## [Exercise passage]
= Beginning of Section =

Publishers Weekly - Publisher's Weekly
Coyle, who made his name on near-future military thrillers (Bright Star, etc.) and, more recently, Civil War dramas (Until the End, etc.) now moves back further in time to produce a vigorous, sweeping saga of frontier warfare during the bloody years of the French and Indian War. In the 1750s, French and British armies battled for colonies in the New World, from Canada to the Ohio River Valley. While European armies fought for king and empire, the Indians and colonists fought for survival. The protagonists here typify their times. Ian McPherson is a Scottish rebel exiled to the American colonies. As a colonial militiaman, he must fight for the king and a culture he hates, biding his time until he can avenge his persecution. Thomas Shields is an arrogant and ambitious British army captain, eager to win glory and fame at any cost; he knows everything about parade-ground tactics, but nothing at all about the American wilderness. Idealistic young French artillery officer Anton de Chevalier's fine mind and sense of duty can't save him from becoming as "savage" as his Indian allies. While English officers play at war, Anton understands its nature and purpose. From Fort Duquesne to Ticonderoga, and from Lake Champlain to Quebec, these men march and fight, enduring harsh terrain, military stupidity and unmatched mayhem. Each believes he has come to conquer the land, never realizing that the land slowly conquers all. Coyle's message is as clear as his storytelling is strong: great empires are won or lost by the blood, determination and ingenuity of a few individuals, grappling on the dark fringes of civilization. (Aug.)
Library Journal
"Nobody knows war like Harold Coyle, and nobody writes it better," says Stephen Coonts, and the proof is that his books have sold ten million copies. Here he takes on the French and Indian War.
Kirkus Reviews
Old pro Coyle (Until the End, 1996, etc.) strikes out on a new course, chronicling the harsh but enlightening experiences of three combatants in the French and Indian War.

= End of Section =

(Entries drawn from a collection)

= Beginning of Section =

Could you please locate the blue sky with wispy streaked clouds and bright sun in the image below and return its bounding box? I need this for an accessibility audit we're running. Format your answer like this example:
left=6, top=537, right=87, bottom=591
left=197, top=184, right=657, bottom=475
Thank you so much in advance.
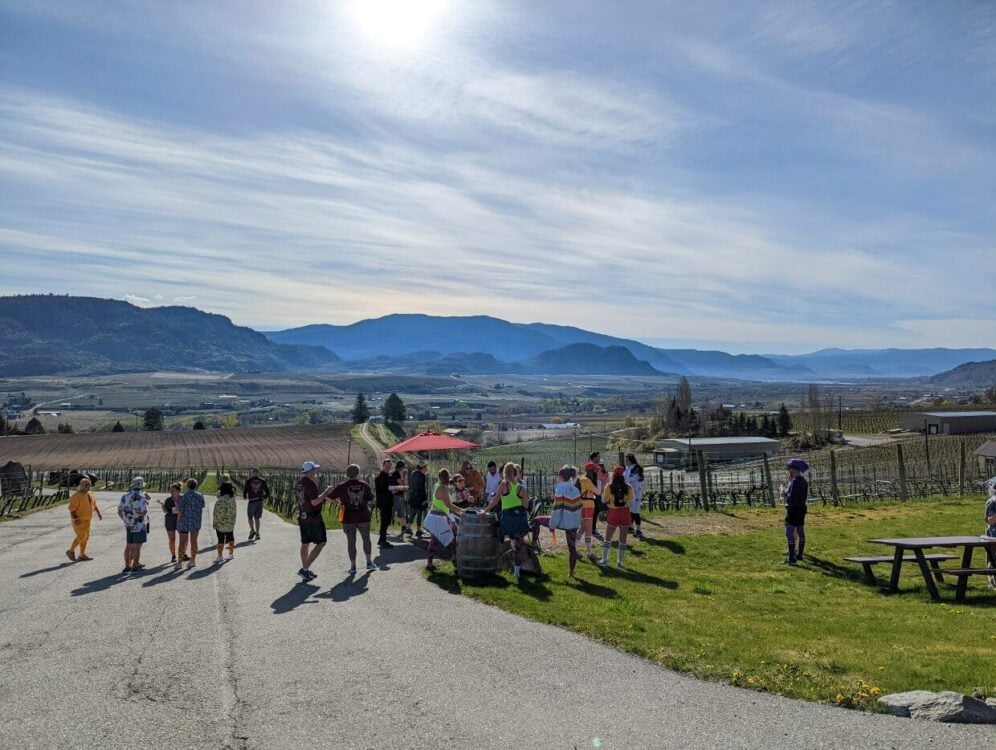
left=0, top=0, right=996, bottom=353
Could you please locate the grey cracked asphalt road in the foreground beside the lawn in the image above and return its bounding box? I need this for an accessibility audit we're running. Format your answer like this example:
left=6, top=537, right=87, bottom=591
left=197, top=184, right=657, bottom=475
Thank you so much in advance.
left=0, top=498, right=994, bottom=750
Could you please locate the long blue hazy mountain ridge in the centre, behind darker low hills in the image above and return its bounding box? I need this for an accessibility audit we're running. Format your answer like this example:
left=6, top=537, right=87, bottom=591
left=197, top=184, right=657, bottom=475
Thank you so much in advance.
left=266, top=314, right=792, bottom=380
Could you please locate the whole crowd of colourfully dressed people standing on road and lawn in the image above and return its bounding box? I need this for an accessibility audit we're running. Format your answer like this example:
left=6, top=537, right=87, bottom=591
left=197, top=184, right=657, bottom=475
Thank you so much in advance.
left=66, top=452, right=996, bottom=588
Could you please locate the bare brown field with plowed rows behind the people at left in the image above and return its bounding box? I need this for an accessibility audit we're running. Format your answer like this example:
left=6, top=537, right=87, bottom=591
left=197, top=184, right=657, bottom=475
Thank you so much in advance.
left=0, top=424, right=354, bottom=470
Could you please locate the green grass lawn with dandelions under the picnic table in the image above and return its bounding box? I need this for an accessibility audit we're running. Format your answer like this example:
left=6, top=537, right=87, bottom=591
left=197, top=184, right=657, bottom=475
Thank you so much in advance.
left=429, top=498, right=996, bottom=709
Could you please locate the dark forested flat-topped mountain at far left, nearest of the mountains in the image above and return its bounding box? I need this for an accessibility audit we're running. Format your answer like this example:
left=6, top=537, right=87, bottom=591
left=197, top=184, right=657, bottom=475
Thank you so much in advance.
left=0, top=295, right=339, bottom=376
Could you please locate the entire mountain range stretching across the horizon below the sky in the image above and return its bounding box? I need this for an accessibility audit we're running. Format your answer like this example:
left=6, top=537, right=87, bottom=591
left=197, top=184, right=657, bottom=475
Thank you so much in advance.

= End of Section =
= Beginning of Section =

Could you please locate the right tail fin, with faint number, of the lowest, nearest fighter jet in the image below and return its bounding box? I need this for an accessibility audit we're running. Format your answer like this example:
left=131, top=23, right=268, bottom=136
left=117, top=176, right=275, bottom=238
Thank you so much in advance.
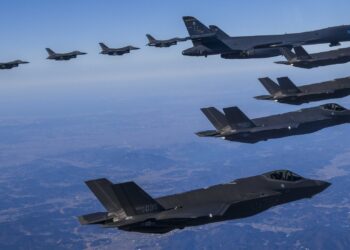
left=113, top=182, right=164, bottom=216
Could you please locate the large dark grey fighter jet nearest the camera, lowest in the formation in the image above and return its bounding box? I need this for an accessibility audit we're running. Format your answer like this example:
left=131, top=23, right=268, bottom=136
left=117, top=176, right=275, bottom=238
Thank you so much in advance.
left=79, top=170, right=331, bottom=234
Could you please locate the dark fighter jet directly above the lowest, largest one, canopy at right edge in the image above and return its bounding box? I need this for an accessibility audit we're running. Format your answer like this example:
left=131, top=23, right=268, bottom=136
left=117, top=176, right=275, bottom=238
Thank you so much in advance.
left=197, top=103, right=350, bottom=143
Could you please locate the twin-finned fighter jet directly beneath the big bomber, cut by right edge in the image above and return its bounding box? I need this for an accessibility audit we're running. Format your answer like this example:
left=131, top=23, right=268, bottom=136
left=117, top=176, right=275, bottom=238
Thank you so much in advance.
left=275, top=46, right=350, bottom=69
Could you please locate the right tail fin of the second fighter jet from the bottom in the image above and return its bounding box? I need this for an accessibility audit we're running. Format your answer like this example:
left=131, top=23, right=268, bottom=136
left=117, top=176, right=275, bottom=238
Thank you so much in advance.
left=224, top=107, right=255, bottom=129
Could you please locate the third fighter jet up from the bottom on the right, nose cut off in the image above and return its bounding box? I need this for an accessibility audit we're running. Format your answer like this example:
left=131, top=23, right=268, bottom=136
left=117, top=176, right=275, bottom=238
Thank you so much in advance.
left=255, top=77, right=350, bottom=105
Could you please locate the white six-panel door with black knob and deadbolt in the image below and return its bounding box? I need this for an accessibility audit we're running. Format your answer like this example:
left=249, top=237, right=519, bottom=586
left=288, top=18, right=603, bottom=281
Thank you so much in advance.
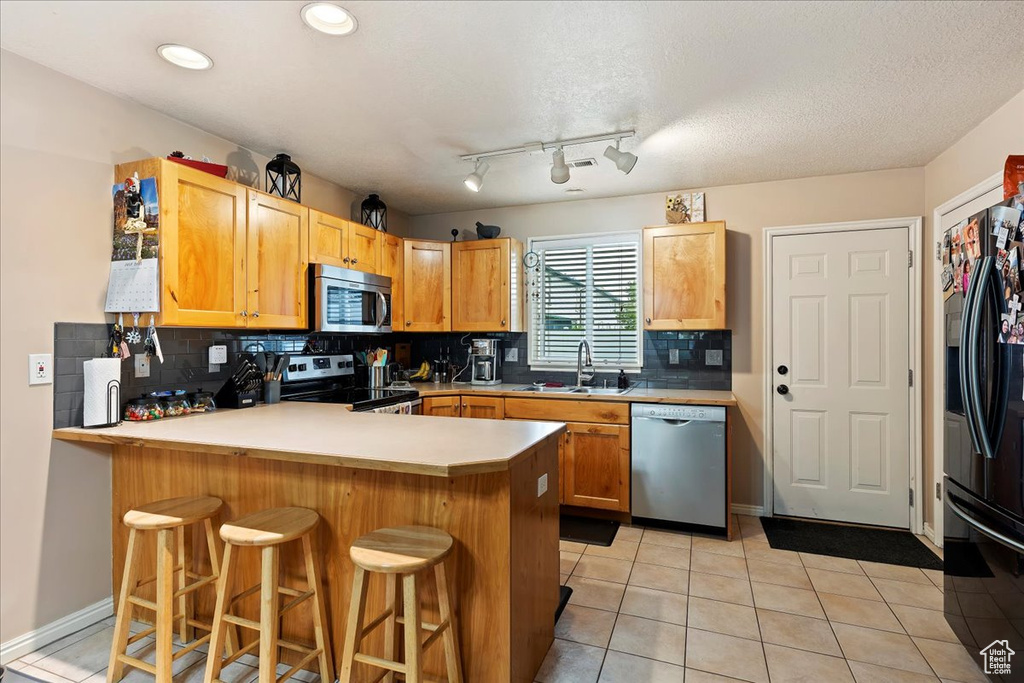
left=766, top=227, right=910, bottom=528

= End of Section =
= Beginning of Section =

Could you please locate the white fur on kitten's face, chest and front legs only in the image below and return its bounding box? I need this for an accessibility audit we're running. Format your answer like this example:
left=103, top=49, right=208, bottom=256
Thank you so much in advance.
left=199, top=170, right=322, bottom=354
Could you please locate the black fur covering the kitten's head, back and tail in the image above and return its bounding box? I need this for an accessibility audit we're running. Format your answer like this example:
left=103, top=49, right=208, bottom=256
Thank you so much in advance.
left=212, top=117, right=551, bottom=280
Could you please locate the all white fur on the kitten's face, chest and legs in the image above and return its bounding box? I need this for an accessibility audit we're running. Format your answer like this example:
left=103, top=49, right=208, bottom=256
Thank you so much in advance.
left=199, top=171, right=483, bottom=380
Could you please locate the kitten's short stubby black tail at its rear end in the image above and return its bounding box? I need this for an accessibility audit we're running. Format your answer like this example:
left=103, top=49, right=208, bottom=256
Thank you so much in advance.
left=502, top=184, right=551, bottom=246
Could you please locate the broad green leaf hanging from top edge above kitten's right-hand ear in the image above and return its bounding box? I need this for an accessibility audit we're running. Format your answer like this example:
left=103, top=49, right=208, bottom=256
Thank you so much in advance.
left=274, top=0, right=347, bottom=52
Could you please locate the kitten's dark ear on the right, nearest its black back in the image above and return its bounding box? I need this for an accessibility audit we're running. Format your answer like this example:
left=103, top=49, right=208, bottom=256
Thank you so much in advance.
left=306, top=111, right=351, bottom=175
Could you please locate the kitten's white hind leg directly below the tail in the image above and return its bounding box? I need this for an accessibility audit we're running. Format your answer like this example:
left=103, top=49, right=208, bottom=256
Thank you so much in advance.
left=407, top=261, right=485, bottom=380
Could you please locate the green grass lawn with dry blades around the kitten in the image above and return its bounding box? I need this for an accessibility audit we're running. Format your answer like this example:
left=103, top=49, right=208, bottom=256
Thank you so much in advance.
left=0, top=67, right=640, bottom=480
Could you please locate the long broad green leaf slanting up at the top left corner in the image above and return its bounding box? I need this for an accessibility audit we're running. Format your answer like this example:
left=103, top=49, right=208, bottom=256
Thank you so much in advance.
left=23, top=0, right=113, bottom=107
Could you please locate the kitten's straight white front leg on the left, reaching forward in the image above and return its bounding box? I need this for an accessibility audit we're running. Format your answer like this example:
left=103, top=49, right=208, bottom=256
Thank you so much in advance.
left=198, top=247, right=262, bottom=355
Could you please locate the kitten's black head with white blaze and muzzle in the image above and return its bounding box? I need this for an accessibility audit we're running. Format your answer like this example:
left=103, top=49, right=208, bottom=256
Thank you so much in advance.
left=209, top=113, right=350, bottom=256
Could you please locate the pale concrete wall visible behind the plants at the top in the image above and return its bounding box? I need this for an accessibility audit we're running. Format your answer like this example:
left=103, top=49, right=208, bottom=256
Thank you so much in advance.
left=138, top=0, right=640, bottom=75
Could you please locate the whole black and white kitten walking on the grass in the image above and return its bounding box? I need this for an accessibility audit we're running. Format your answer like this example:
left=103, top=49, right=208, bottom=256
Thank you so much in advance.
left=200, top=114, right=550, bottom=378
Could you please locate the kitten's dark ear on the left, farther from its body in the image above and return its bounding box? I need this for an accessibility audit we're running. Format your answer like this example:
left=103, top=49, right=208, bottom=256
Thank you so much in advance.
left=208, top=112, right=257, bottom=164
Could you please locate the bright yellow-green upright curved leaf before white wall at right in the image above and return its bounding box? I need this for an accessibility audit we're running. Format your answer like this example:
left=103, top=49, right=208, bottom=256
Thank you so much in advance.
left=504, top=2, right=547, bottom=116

= End of Section =

## [Task requirements]
A. In the reviews of the French and Indian War novel, translate this sentence into Spanish: "Ian McPherson is a Scottish rebel exiled to the American colonies."
B. Print the portion of the reviews running from "Kirkus Reviews" down to "in the French and Indian War.", keeping every word as it appears.

## [Results of the tasks]
A. Ian McPherson es un rebelde escocés exiliado en las colonias americanas.

B.
Kirkus Reviews
Old pro Coyle (Until the End, 1996, etc.) strikes out on a new course, chronicling the harsh but enlightening experiences of three combatants in the French and Indian War.